Activity: Your answer must be an exact copy of the data below, minus any pictures.

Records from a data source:
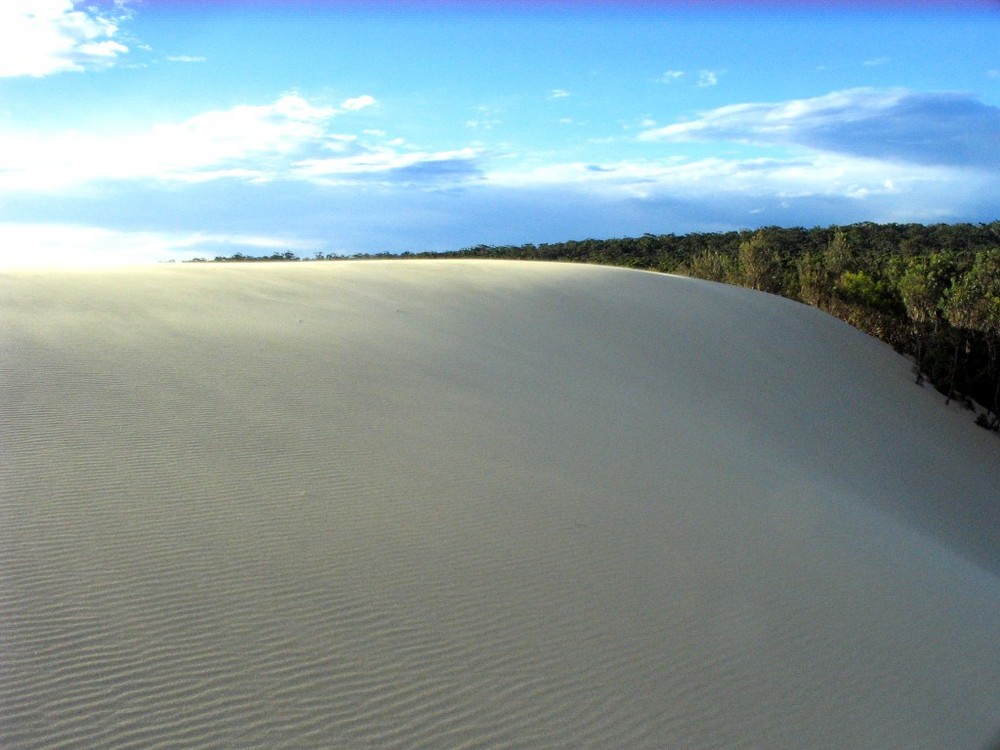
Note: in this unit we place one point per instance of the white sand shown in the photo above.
(447, 504)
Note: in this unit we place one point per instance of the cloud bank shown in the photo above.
(299, 175)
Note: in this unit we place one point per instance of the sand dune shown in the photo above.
(450, 504)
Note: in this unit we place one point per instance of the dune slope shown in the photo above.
(479, 504)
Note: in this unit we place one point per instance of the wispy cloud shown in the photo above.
(64, 245)
(893, 125)
(358, 102)
(43, 37)
(249, 142)
(708, 78)
(391, 166)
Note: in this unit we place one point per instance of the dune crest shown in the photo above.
(479, 504)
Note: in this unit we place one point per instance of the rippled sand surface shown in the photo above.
(472, 504)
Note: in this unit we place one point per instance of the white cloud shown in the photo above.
(42, 37)
(891, 125)
(358, 102)
(248, 142)
(708, 78)
(391, 166)
(72, 245)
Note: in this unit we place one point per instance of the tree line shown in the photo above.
(931, 291)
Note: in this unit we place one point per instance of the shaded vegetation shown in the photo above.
(931, 291)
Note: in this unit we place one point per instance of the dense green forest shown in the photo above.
(931, 291)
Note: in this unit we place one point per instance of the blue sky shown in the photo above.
(155, 130)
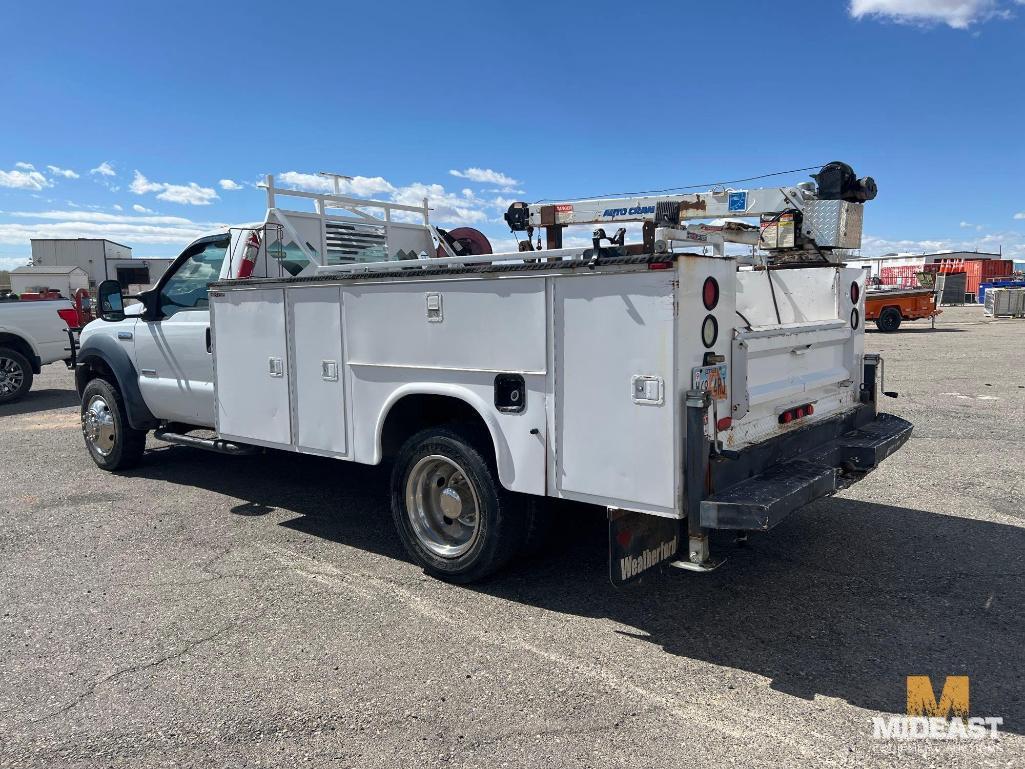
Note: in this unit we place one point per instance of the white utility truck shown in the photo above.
(685, 391)
(33, 334)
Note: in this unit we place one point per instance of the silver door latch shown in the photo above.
(435, 314)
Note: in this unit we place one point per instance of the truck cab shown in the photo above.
(160, 349)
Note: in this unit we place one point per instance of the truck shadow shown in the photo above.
(844, 599)
(41, 400)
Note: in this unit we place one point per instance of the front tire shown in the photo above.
(451, 513)
(113, 443)
(15, 375)
(889, 320)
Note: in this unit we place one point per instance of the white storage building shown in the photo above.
(100, 258)
(35, 278)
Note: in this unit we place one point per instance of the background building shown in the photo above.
(100, 258)
(38, 279)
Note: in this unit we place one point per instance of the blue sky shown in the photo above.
(150, 123)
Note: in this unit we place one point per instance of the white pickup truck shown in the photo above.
(32, 334)
(682, 388)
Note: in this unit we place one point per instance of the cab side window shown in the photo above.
(187, 288)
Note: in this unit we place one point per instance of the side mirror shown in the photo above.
(112, 304)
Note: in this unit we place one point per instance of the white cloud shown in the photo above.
(360, 186)
(486, 176)
(66, 172)
(446, 207)
(191, 194)
(24, 176)
(9, 262)
(958, 14)
(104, 169)
(123, 228)
(1011, 243)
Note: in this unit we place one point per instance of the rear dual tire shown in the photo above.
(451, 513)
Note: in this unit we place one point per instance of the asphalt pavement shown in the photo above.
(206, 610)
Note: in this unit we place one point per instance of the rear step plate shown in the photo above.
(763, 500)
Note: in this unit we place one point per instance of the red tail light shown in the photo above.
(70, 317)
(797, 412)
(709, 293)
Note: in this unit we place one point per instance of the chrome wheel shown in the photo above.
(11, 375)
(97, 426)
(443, 507)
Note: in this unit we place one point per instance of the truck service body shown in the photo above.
(680, 392)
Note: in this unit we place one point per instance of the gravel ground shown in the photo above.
(206, 610)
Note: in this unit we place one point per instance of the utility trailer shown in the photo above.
(682, 392)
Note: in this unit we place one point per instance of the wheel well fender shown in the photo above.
(414, 407)
(21, 345)
(101, 356)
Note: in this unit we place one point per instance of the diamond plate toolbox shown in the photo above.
(834, 224)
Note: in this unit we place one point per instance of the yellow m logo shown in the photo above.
(921, 697)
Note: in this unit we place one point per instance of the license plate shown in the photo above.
(638, 542)
(711, 378)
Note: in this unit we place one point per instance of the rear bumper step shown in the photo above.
(816, 469)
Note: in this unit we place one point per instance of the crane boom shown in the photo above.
(807, 216)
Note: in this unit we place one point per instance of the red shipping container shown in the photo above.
(978, 271)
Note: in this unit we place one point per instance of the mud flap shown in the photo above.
(638, 542)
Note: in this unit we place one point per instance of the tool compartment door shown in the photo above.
(319, 381)
(615, 390)
(251, 365)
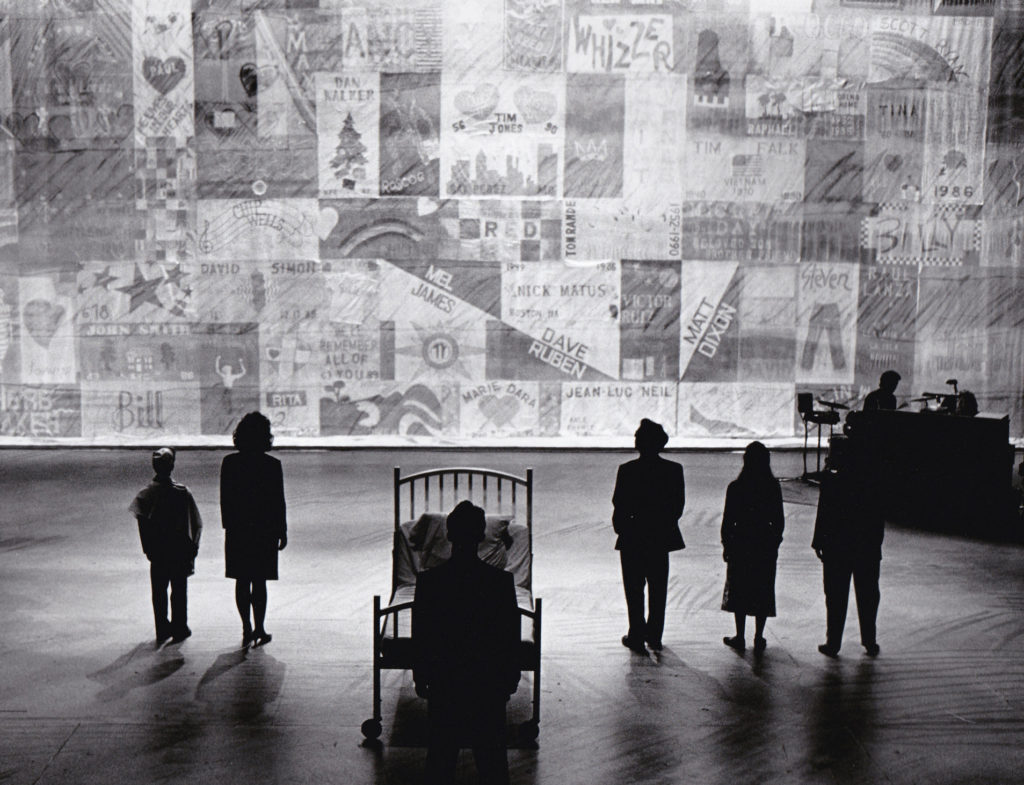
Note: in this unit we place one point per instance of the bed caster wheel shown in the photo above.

Written solution:
Note: in this unit we place one point per instance of the white sand shown in the photo above.
(447, 504)
Note: in this unit we place one point per instance of the cloud bank shown in the photo above.
(299, 175)
Note: in this unit we place one point per instance of the sand dune shown in the photo above.
(450, 504)
Note: in this unit we place one point per instance of the dune slope shown in the photo above.
(479, 504)
Note: in this unit we place one point per instance of the wispy cloud shown in the photo above.
(64, 245)
(893, 125)
(358, 102)
(43, 37)
(249, 142)
(708, 78)
(391, 166)
Note: in this unit we place one point per instance of the dune crest shown in the photo above.
(479, 504)
Note: in this unit we place one point per instance of the rippled sand surface shown in the photo above.
(472, 504)
Note: in this unit we place one point per instance of the white cloud shown in the photo above.
(42, 37)
(891, 125)
(358, 102)
(248, 142)
(708, 78)
(391, 166)
(72, 245)
Note: in this unit we place one point per instance of the tree line shown in the photo above.
(931, 291)
Note: in this unit we place one point per instance of the shaded vegetation shown in the photo above.
(931, 291)
Note: in this unit we place one point per instance of the dense green forest shown in the photo above.
(931, 291)
Note: in this unit we place one point per instance of the blue sky shown in the photo above.
(155, 130)
Note: in this unit we place one point per instance of the white utility truck shown in the photo above.
(685, 391)
(33, 334)
Note: in this unit we place one point per instance of the silver door latch shown in the photo above.
(435, 314)
Note: in this unit we place one point per instance of the truck cab shown in the photo above.
(160, 349)
Note: in this unit we place one point per instance of the truck shadow shown in the photo above.
(844, 599)
(41, 400)
Note: in this unit we place one point per instance of the front tire shown in the photo above.
(451, 513)
(113, 443)
(15, 375)
(889, 320)
Note: in this unit we place one point per instance of the white storage building shown in the photo above.
(100, 258)
(35, 278)
Note: in this unit we place one point per instance of the background building shown in the photo above.
(100, 258)
(38, 279)
Note: in this unit we place one point per instance of the blue sky shown in the photo above.
(150, 123)
Note: in this unit we place one point per instance of the white pickup truck shown in the photo above.
(32, 334)
(682, 388)
Note: in this unit we place one point per instance of the cab side window shown in the photo above.
(187, 288)
Note: in this unit we place one point per instance of the side mirror shown in the photo above.
(112, 304)
Note: in this unit we place one point per instance of the white cloud shown in the photo above.
(360, 186)
(486, 176)
(66, 172)
(446, 207)
(191, 194)
(24, 176)
(9, 262)
(958, 14)
(104, 169)
(123, 228)
(1011, 243)
Note: in this unit we place one point per instance of the rear dual tire shown in the photo above.
(451, 513)
Note: in this unit we place one point per instance of the asphalt pavement shown in the photo above.
(206, 610)
Note: in this unit we place one point per instance of the rear step plate shown in the photo above.
(763, 500)
Note: in this unit we place one point per instance of the red tail light shown in the photo above.
(70, 317)
(797, 412)
(709, 293)
Note: in this unit we place one point per instance of the chrome wheel shown in the photo above.
(11, 375)
(97, 426)
(443, 507)
Note: in this unit we place one point per instance of the truck service body shown in the photo above.
(680, 392)
Note: in this unit we place one point per instance of the gravel ground shown in the photo above.
(206, 610)
Note: in this unit we place one point per instance of the utility trailer shown in the photo above.
(682, 392)
Note: in this unit we place one point per instance of the wheel well fender shown in the photo above.
(414, 407)
(21, 345)
(101, 356)
Note: in this unit we place one point per instance of the diamond plate toolbox shown in the photo above.
(834, 224)
Note: in this unit we place one point per instance of the yellow m logo shown in the photo above.
(921, 697)
Note: in this unit we place one point per instance of the license plate shown in the photo above.
(638, 542)
(711, 378)
Note: in this unit we place one point per instance of the rear bumper step shown in the photo above.
(816, 469)
Note: in this unit we place one point per instance of the crane boom shown in the photo above.
(807, 216)
Note: in this unit we place one point per instance of the red shipping container shown in the photo above.
(978, 271)
Note: in this unit we place one point per instance of the mud flap shown in the photo above.
(638, 542)
Note: in this unit we place one point per instance of the tool compartment door shown in the photo above.
(319, 381)
(615, 390)
(251, 365)
Note: in this unit we place one point per instance of the bed caster wheel shown in the photo above.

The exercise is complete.